_Текст_
Что можно сказать по этому поводу? Во-первых, такой необычный стереотип поведения встречается исключительно редко и представляет собой скорее забавный казус, чем правило. Подавляющее большинство агрессивных особей Homo sapiens испокон веков убивали и до сих пор продолжают убивать всех подряд, не делая особой разницы между своими и чужими. Кроме того, человек разумный был каннибалом, что не только автоматически означает снятие библейского запрета «не убий», но и как минимум свидетельствует об отсутствии чувства отвращения к виду, запаху и вкусу мяса своих собственных соплеменников. Если относительно людоедских наклонностей архантропов и палеоантропов можно вести дискуссии, то с нашим видом все ясно как божий день: сообразительный Homo sapiens никогда не упускал случая полакомиться человечиной. Между прочим, настоящие хищники почти никогда не бывают каннибалами. Когда волчица играючи покусывает волчонка, тот только резвится от полноты чувств. Он знает, что его не съедят. А вот когда женщина строго говорит маленькому ребенку: «Я тебя съем!», или то же самое произносит чужой взрослый дядя, ребенок пугается всерьез. Ибо врожденная генетическая программа знает: съедят и глазом не моргнут, у людоедов это в порядке вещей.

_Исходные данные_
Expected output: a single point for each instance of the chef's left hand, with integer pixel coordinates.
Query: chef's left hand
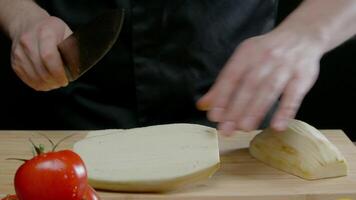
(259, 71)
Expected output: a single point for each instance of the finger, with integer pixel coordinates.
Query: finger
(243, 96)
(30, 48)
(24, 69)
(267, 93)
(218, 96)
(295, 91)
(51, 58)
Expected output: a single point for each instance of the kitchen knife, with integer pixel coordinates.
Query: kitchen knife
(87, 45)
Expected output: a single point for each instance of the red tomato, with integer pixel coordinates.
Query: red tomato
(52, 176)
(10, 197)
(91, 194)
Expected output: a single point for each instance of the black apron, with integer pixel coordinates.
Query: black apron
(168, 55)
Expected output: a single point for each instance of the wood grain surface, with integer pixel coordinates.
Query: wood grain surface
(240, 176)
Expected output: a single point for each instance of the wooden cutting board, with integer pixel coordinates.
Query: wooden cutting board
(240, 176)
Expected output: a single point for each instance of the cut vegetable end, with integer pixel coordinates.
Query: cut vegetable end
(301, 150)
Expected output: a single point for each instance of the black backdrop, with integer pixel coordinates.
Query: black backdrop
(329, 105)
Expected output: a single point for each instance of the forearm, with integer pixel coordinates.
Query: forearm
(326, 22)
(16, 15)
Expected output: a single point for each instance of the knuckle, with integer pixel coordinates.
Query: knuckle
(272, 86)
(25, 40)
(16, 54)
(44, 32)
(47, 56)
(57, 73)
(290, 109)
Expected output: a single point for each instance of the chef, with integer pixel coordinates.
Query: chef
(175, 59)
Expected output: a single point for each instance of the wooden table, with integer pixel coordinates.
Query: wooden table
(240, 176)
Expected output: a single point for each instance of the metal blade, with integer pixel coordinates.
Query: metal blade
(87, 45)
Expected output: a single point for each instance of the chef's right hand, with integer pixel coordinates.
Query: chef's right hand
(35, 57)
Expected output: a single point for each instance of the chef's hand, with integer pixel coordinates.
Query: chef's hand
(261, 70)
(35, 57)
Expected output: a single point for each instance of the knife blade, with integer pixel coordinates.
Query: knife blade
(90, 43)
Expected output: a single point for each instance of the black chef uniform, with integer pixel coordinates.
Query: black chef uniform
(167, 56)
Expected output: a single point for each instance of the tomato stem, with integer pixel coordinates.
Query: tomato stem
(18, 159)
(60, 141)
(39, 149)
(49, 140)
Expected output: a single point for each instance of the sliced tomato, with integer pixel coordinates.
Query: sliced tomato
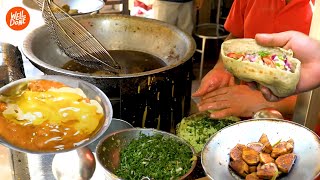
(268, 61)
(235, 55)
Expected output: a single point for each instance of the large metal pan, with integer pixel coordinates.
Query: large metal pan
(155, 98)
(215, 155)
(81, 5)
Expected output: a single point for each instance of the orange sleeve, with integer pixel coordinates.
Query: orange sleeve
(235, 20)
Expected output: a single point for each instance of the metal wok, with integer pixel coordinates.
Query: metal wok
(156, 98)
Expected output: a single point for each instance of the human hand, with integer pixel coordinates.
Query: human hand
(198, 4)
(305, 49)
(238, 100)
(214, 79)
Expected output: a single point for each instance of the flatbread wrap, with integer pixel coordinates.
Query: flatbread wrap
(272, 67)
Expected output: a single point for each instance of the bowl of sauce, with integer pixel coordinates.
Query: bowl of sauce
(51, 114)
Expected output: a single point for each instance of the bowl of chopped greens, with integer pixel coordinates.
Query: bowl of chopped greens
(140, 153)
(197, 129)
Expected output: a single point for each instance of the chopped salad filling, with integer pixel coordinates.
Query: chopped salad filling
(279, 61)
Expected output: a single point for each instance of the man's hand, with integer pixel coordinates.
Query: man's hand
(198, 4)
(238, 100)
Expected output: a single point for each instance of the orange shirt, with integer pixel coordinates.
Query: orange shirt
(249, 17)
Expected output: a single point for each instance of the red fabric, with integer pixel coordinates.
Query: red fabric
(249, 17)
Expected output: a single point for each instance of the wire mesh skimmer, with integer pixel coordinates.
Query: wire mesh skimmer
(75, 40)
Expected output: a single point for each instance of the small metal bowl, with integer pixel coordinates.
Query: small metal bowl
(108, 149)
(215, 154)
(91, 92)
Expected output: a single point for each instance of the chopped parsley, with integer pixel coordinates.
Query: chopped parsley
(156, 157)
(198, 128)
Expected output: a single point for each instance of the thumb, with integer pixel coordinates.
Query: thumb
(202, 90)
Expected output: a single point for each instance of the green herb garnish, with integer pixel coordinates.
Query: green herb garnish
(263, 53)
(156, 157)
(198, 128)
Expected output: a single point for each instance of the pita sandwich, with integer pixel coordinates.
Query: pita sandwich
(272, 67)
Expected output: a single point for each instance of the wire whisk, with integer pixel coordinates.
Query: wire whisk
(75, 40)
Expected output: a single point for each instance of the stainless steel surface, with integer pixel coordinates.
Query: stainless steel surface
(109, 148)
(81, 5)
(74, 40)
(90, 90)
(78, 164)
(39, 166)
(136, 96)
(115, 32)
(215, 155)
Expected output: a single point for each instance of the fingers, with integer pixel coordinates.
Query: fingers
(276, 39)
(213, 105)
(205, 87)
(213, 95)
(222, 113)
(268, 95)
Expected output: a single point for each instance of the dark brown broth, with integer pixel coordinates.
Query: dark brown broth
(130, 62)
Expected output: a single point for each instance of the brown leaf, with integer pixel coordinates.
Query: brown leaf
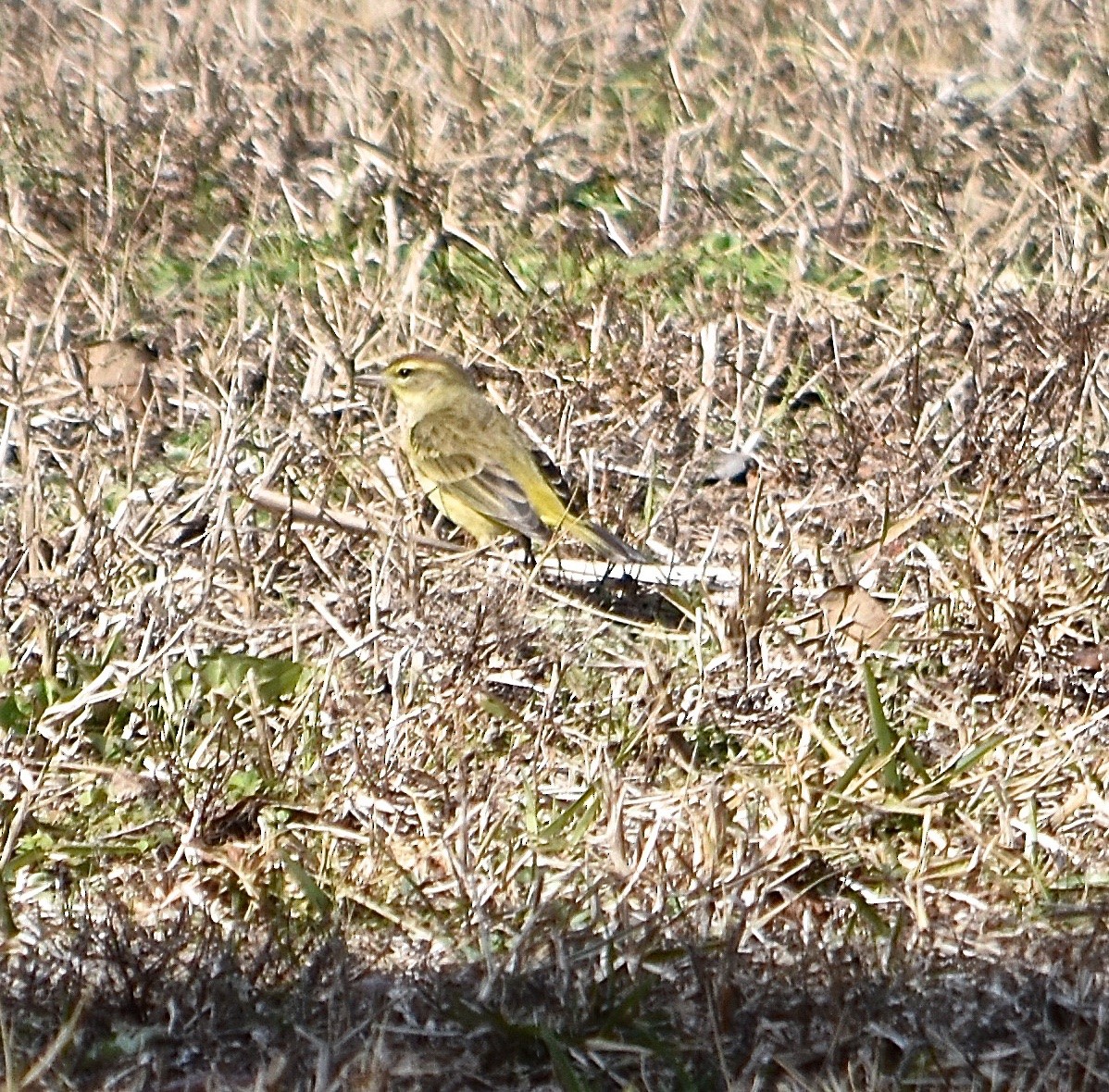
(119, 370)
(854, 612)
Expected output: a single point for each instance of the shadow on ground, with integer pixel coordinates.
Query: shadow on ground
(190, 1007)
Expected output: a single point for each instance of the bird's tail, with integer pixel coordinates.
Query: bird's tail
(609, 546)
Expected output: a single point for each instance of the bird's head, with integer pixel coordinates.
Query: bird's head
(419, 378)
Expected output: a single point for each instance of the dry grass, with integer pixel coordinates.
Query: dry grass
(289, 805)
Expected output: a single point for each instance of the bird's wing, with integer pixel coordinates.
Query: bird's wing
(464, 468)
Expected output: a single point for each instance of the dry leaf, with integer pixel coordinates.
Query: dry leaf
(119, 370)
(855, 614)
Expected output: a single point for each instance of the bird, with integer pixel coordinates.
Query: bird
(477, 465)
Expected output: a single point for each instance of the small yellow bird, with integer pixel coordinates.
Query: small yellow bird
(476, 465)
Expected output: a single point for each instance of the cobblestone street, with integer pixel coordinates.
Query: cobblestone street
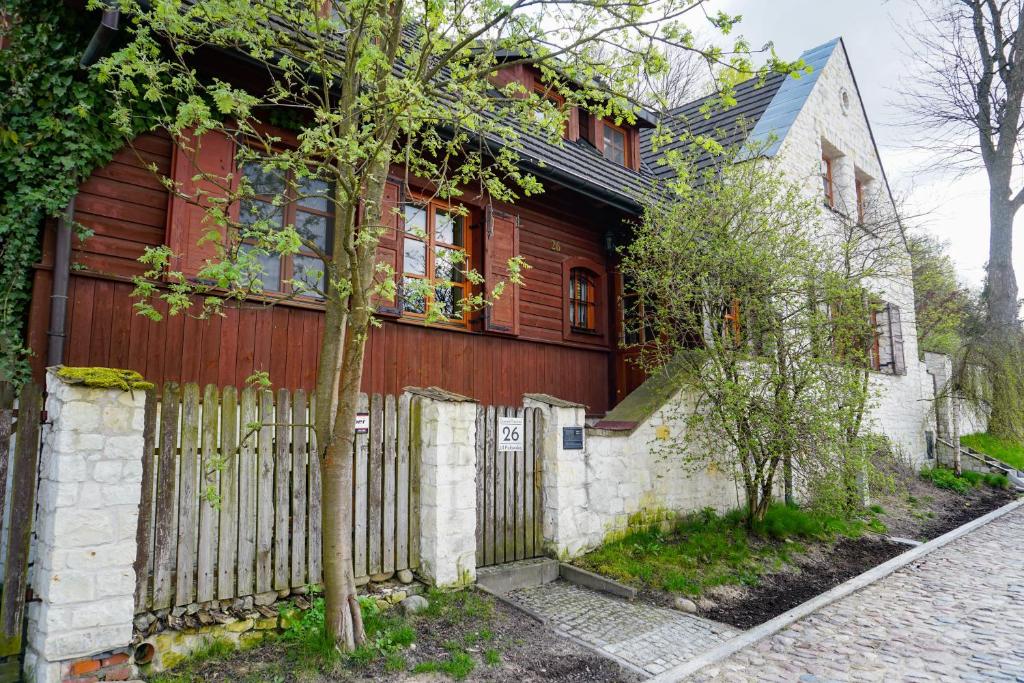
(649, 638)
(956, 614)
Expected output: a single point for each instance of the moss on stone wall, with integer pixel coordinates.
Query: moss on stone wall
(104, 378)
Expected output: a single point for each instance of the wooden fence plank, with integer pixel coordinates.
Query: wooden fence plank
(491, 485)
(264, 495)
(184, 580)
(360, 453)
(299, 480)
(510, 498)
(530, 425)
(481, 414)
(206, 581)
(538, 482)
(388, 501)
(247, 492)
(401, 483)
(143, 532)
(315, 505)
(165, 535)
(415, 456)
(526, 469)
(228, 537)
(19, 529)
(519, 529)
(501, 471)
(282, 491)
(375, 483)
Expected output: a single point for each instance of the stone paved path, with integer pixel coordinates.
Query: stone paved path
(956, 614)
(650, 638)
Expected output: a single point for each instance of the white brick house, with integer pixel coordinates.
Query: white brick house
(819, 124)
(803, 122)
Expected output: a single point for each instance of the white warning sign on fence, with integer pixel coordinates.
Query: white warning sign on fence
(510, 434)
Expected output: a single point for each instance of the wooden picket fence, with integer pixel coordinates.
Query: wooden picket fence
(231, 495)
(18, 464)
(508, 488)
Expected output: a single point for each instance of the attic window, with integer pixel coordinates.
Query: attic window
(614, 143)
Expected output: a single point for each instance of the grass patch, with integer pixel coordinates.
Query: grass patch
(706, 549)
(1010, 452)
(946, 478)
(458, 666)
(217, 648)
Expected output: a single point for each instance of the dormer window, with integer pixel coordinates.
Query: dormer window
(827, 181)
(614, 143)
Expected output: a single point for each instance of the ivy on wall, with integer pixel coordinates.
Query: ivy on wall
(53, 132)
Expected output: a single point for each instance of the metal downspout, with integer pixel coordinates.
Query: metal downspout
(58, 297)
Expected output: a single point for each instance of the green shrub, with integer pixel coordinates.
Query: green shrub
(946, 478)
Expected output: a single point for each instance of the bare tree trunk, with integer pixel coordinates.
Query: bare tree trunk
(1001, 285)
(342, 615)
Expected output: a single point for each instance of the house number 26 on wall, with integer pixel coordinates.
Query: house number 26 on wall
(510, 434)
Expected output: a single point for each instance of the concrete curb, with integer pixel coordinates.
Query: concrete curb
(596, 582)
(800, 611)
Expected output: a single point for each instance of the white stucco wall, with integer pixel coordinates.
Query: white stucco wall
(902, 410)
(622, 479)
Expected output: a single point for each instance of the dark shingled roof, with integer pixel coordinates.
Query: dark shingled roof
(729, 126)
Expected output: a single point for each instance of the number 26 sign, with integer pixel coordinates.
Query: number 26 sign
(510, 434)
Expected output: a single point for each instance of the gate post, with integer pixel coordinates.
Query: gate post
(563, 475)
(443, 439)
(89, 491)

_Задание_
Допишите текст о людоедстве у Homo sapiens, начав сразу после его последнего предложения. Материал здесь никак не используется.

_Письменный ответ_
Во-вторых, заповедь «не убий» распространяется у индейцев из племени юта только на своих сородичей. Клановое мышление — характернейшая черта почти всех примитивных народностей, и совсем не случайно самоназвание многих первобытных племен означает в буквальном переводе просто «люди». Соседи людьми не являются по определению, и поэтому с ними можно обращаться, как с обыкновенной дичью. Между прочим, чукчи, о которых сложено столько анекдотов, чукчами себя никогда не называют: эту унизительную кличку налепили на них соседи-недоброжелатели. Сами же охотники на морского зверя именуют себя возвышенно и гордо — луораветлан, что в переводе означает «настоящие люди». Хотя социальное торможение агрессивных инстинктов и может в некоторых случаях дать сравнительно неплохой результат, оно все равно гораздо слабее врожденных механизмов подавления агрессивности.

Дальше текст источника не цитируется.